● AIM OF THE TASK
Using the records that follow, copy every line containing the word "below".

● DATA SECTION
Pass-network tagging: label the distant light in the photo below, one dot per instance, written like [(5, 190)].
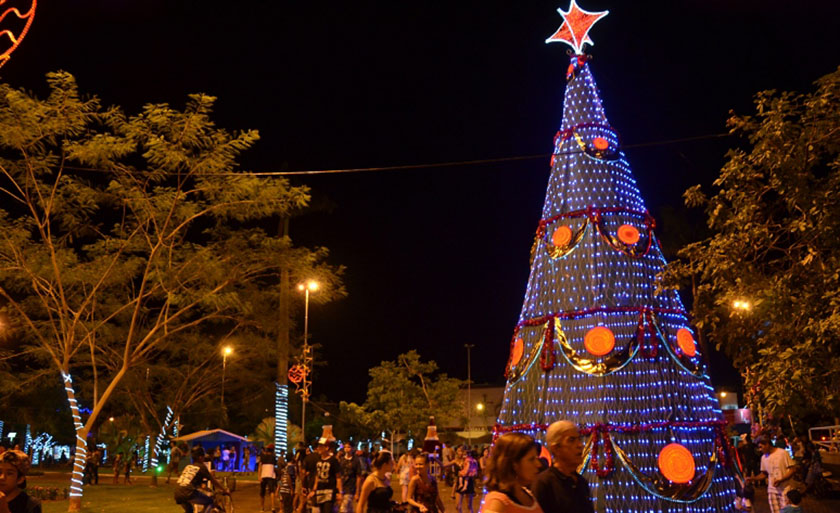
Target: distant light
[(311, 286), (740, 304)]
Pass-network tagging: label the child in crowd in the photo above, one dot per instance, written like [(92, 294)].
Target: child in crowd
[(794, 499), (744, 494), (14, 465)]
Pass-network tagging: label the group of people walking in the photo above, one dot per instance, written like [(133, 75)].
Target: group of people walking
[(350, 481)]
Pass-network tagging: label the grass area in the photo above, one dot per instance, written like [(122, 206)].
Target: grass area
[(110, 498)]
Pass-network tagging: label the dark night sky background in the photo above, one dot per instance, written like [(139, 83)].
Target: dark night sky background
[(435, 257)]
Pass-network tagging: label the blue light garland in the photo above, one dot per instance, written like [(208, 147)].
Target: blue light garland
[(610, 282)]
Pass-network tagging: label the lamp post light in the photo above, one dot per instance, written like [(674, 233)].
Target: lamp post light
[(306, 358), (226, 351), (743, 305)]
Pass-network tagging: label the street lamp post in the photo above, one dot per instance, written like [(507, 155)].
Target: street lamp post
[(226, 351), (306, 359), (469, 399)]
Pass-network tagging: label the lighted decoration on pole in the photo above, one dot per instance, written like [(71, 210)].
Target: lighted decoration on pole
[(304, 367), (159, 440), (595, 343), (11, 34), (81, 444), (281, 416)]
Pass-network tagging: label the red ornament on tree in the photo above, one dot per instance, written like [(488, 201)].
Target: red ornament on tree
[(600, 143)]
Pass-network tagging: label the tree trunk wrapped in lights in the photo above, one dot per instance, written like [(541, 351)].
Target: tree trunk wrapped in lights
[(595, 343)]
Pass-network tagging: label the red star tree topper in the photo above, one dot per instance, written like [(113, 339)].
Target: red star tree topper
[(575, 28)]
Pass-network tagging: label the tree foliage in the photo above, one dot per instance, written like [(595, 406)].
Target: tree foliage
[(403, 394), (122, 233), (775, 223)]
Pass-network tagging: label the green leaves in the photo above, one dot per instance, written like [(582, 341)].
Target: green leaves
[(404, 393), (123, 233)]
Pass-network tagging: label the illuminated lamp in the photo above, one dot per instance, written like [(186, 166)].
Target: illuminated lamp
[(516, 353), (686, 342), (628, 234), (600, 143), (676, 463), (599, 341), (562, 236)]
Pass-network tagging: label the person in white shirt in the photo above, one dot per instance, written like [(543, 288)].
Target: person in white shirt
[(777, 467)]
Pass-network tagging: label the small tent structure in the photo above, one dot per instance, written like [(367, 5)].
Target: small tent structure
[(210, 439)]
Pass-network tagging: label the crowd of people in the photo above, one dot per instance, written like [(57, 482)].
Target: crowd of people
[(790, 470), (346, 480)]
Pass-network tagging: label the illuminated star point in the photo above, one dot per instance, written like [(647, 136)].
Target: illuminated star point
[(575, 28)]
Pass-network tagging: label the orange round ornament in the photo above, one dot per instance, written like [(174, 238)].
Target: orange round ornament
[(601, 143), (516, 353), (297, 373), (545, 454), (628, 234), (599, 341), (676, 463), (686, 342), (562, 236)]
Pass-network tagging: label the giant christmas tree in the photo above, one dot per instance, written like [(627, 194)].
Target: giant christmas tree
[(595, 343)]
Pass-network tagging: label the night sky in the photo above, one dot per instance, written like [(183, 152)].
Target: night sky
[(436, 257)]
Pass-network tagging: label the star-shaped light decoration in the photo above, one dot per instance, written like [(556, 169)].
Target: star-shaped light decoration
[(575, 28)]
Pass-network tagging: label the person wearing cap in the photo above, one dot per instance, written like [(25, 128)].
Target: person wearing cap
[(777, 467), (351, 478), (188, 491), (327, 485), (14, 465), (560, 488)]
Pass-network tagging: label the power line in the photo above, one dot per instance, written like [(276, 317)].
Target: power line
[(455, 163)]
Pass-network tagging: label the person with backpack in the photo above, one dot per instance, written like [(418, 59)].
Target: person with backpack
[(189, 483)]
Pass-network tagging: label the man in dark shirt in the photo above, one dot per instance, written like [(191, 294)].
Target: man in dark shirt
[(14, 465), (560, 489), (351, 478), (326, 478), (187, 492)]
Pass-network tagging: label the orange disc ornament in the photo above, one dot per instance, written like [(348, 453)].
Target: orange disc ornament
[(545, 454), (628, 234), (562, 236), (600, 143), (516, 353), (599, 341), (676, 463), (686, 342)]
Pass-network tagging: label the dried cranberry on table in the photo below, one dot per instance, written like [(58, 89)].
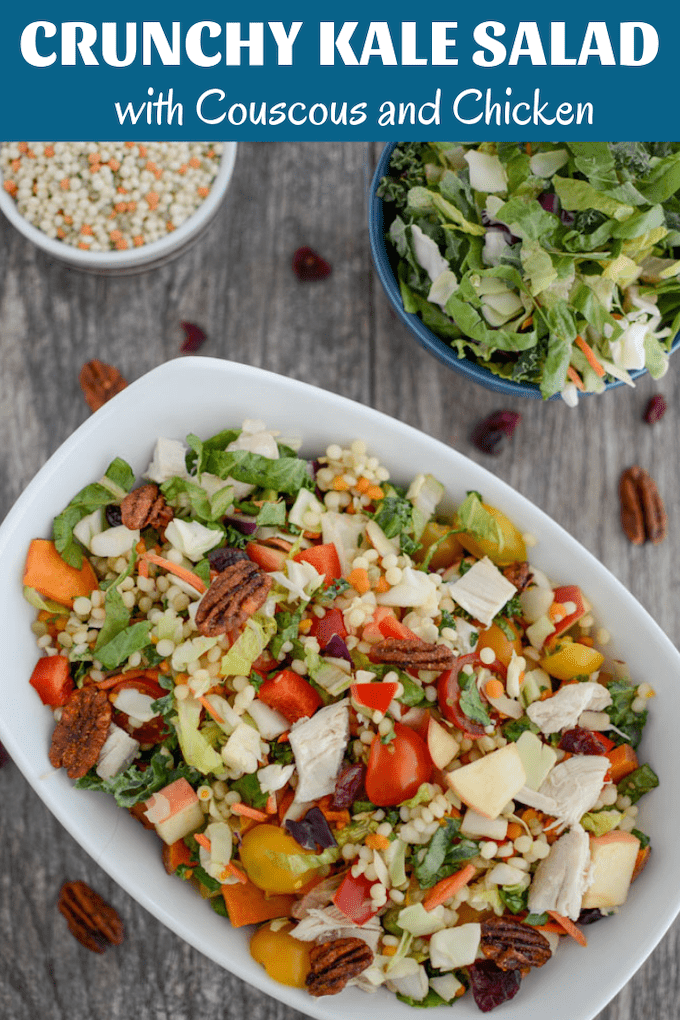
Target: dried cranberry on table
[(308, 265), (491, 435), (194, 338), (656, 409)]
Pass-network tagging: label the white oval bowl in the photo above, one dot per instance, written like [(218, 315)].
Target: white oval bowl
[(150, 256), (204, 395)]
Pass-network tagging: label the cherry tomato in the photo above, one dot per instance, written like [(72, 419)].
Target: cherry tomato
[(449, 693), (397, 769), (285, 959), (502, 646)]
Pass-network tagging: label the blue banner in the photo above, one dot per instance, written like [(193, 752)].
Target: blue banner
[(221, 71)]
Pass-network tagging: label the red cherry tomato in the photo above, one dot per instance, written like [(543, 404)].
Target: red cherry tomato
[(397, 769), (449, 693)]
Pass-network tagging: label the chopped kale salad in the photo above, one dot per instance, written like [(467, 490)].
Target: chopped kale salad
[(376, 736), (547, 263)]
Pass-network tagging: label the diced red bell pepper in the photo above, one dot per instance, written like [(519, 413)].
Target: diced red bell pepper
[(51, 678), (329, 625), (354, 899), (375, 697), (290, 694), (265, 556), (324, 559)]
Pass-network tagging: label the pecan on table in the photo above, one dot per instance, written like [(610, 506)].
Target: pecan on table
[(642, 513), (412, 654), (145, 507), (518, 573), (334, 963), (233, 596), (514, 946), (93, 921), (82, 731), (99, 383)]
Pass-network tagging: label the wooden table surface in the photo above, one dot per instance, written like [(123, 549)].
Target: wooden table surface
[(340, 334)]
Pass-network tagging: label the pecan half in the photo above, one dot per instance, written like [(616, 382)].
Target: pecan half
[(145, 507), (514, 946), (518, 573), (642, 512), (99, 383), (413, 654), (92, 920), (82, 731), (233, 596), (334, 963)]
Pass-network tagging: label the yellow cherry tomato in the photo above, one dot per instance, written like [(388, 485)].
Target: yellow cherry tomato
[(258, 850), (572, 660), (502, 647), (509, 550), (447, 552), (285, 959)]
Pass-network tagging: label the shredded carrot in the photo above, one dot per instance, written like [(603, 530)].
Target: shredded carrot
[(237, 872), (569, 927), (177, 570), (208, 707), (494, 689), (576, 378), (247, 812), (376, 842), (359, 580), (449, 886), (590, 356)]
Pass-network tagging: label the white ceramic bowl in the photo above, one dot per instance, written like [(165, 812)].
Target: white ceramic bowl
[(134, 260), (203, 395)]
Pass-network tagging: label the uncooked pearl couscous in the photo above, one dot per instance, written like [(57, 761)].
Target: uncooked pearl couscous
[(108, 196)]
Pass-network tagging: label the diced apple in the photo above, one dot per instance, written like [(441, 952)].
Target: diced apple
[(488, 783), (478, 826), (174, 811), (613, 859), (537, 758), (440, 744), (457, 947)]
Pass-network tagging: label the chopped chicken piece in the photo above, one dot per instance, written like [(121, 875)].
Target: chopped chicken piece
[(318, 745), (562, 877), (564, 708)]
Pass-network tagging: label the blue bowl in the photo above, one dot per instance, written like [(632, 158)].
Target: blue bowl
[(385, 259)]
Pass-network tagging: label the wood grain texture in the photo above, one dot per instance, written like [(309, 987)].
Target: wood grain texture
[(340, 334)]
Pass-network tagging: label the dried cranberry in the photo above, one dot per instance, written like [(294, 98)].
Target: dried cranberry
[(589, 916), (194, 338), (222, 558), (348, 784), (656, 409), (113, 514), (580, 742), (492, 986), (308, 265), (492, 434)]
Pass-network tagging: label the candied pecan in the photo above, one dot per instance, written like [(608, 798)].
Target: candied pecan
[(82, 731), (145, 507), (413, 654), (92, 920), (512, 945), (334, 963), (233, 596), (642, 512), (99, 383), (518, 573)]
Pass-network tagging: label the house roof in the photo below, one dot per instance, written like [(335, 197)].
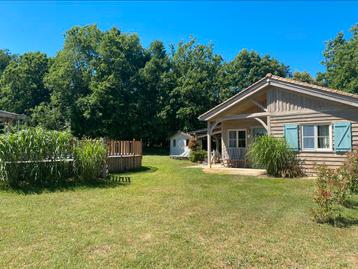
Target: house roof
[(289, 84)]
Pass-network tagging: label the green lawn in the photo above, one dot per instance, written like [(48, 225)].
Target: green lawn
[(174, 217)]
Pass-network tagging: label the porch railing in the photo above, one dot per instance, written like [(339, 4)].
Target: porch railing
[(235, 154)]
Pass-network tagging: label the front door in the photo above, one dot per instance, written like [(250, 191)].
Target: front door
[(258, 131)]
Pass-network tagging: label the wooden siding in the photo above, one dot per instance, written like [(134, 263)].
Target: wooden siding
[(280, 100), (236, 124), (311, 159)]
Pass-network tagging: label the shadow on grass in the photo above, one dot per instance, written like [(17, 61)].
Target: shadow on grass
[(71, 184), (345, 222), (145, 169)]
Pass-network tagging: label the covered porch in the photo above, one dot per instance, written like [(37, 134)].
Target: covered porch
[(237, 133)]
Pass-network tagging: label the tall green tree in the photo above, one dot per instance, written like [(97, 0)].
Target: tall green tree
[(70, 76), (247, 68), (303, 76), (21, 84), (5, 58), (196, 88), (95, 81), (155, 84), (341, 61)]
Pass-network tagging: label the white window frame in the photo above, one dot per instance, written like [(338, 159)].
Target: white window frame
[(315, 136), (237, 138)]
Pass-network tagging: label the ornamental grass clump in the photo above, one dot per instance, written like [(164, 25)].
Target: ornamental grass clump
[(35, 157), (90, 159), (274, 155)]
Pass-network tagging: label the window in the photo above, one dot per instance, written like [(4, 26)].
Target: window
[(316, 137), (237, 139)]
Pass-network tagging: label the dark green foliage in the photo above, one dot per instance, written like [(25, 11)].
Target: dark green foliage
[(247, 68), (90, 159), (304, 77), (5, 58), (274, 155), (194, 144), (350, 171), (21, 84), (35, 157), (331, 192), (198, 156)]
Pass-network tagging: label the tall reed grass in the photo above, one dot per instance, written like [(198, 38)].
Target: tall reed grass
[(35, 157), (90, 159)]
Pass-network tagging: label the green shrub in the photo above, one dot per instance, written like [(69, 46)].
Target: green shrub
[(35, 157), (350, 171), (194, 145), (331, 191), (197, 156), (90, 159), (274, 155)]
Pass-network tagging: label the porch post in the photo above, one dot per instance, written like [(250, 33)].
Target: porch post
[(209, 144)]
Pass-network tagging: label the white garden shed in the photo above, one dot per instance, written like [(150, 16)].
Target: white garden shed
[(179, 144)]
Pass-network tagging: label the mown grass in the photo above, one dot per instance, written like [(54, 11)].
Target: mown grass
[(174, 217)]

● COMPLETED TASK
Pass-network tagging: label the distant light in the photo below, one dot per instance, written like [(5, 190)].
Pass-network tagging: label the dried cranberry on table in the photo below, one dot per instance, written like [(58, 89)].
Pass-network tagging: label the house roof in the photo below, one dot per instance, written like [(335, 197)].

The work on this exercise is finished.